■ DOCUMENT SEGMENT:
• • • • • • •

Good morning, Chicago. ✶

🔎 Below: A man convicted of laundering more than $300,000 for a reputed Mexican cocaine trafficker is closely associated with a chain of social equity marijuana dispensaries.

🗞️ Plus: The Chicago Board of Education’s pick to lead Chicago Public Schools, a push to give fans a chance to buy the Bears and more news you need to know.

📝 Keeping scoreThe Cubs lost to the Nationals, 10-4; the White Sox fell to the Brewers, 14-2; the Blackhawks were bested by the Flyers, 5-1.

📧 Subscribe: Get this newsletter delivered to your inbox weekday mornings.

⏱️: A 9-minute read


TODAY’S WEATHER 🌤️

Mostly sunny with a high near 42.


TODAY’S TOP STORY 🔎

David Berger, far left, stands with Gov. JB Pritzker, far right, in 2022 to announce the opening of the Ivy Hall cannabis dispensary in Bucktown.

State of Illinois

Cocaine cash launderer is still key figure in legal Illinois cannabis empire

By Frank Main and Tom Schuba

Special delivery: They showed up looking like delivery guys, lugging shopping bags from a Whole Foods Market. When they knocked on the door of David Berger’s home in Ukrainian Village, he let them in. But the bags weren’t filled with groceries. They were stuffed with stacks of cash, prosecutors say, that Berger was helping to launder for a Mexican cocaine trafficking ring in 2021.

• • • • • • •

■ EXTRACTED ENTRIES:
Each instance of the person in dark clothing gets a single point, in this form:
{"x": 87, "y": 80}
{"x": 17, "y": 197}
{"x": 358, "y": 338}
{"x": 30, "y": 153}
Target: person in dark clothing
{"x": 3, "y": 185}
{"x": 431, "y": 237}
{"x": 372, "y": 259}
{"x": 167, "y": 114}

• • • • • • •

■ GIVEN INSTRUCTION:
From the morning newsletter, copy out everything from "Mostly sunny with" down to "ring in 2021.".

■ ANSWER FOR THIS EXERCISE:
Mostly sunny with a high near 42.


TODAY’S TOP STORY 🔎

David Berger, far left, stands with Gov. JB Pritzker, far right, in 2022 to announce the opening of the Ivy Hall cannabis dispensary in Bucktown.

State of Illinois

Cocaine cash launderer is still key figure in legal Illinois cannabis empire

By Frank Main and Tom Schuba

Special delivery: They showed up looking like delivery guys, lugging shopping bags from a Whole Foods Market. When they knocked on the door of David Berger’s home in Ukrainian Village, he let them in. But the bags weren’t filled with groceries. They were stuffed with stacks of cash, prosecutors say, that Berger was helping to launder for a Mexican cocaine trafficking ring in 2021.